▸ **Source extract**:
--- Start ---

- Founded: March 28, 1915; 110 years ago Tartu, Estonia
- Type: Umbrella
- Affiliation: Independent
- Status: Active
- Emphasis: Male academic corporations
- Scope: National
- Chapters: 12 academic corporations
- Headquarters: Estonia

= League of Estonian Corporations =

Organization based in Estonia

League of Estonian Corporations (Estonian: Eesti Korporatsioonide Liit, Estonian acronym: EKL) is an umbrella organisation for male academic corporations in Estonia.

== History ==
The League of Estonian Corporations (EKL) was founded on March 28, 1915, by several all-male academic corporations in Tartu, Estonia. Its purpose was to strengthen the relationship between the corporations and to support education about Estonian history, language, and literature. Its founding corporations were Fraternitas Estica, Korp! Rotalia Korporatsioon Sakala, Korporatsioon Ugala, and Korporatsioon Vironia.

--- End ---

▸ **Dataset records**:

--- Start ---

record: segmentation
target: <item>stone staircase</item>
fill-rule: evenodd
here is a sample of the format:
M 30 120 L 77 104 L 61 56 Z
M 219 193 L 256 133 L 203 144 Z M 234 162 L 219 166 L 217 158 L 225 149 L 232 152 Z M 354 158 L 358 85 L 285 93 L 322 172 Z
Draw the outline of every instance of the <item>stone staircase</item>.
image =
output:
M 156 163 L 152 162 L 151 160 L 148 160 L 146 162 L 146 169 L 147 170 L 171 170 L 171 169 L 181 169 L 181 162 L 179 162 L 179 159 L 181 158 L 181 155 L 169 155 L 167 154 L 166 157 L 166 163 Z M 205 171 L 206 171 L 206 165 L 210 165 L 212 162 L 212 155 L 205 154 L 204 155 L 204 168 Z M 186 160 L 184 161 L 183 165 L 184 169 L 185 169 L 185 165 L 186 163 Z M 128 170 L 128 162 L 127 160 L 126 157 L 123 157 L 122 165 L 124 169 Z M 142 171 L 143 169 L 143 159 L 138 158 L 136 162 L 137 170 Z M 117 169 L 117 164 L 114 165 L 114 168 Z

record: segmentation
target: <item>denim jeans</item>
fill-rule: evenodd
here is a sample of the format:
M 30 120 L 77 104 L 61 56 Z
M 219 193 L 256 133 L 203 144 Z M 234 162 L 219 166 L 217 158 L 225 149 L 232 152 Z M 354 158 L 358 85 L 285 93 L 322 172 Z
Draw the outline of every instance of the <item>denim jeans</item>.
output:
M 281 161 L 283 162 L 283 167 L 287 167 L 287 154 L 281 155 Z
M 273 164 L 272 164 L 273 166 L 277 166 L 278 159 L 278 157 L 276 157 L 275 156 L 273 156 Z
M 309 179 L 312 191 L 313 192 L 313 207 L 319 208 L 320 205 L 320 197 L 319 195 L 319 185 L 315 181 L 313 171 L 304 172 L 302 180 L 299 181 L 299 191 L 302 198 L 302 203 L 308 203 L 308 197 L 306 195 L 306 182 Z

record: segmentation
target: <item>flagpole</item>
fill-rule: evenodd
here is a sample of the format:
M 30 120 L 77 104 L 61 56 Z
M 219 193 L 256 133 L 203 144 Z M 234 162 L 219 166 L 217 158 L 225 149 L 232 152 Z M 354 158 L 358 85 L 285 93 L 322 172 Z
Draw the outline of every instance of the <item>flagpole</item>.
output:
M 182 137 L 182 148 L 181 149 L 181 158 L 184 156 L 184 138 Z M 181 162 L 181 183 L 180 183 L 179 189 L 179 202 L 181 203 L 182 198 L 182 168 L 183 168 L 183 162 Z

--- End ---

▸ **Required task 1**: Write out the passage of the League of Estonian Corporations article that opens with the words containing "- Founded: March" and closes with "corporations in Estonia.".
▸ **Required task 2**: Summarize the League of Estonian Corporations article in two sentences.
▸ **Required task 3**: Proceed with the League of Estonian Corporations article, picking up after its final sentence.
The entries play no part in this work.

▸ **Task output 1**:
- Founded: March 28, 1915; 110 years ago Tartu, Estonia
- Type: Umbrella
- Affiliation: Independent
- Status: Active
- Emphasis: Male academic corporations
- Scope: National
- Chapters: 12 academic corporations
- Headquarters: Estonia

= League of Estonian Corporations =

Organization based in Estonia

League of Estonian Corporations (Estonian: Eesti Korporatsioonide Liit, Estonian acronym: EKL) is an umbrella organisation for male academic corporations in Estonia.

▸ **Task output 2**: The League of Estonian Corporations (EKL) is an umbrella organization for male academic corporations in Estonia. It was founded in Tartu on March 28, 1915, by several all-male academic corporations to strengthen the relationship between them and to support education about Estonian history, language, and literature.

▸ **Task output 3**:
Other corporations joined, bringing its membership to 12 academic corporations. Ten of these are based in Estonia. Fraternitas Ucuensis joined EKL on December 1, 1961; it was previously associated with an Estonian university that closed in 1949 and is now based in New York in the United States. Similarly, Korporatsioon Väinla (Wäinla) is no longer based in Estonia.

In June 1940, the Soviet Union occupied Estonia. All academic corporations were disbanded and their property was confiscated, leading to EKL going inactive. It was reestablished in 1990 in Tartu. Korporatsioon Ugala suspended its membership on May 10, 2008, but returned in 2012.

Governance of EKL rotates between its member organizations, in charter date order.

==Members ==
The following organizations have belonged to the League of Estonian Corporations at various times.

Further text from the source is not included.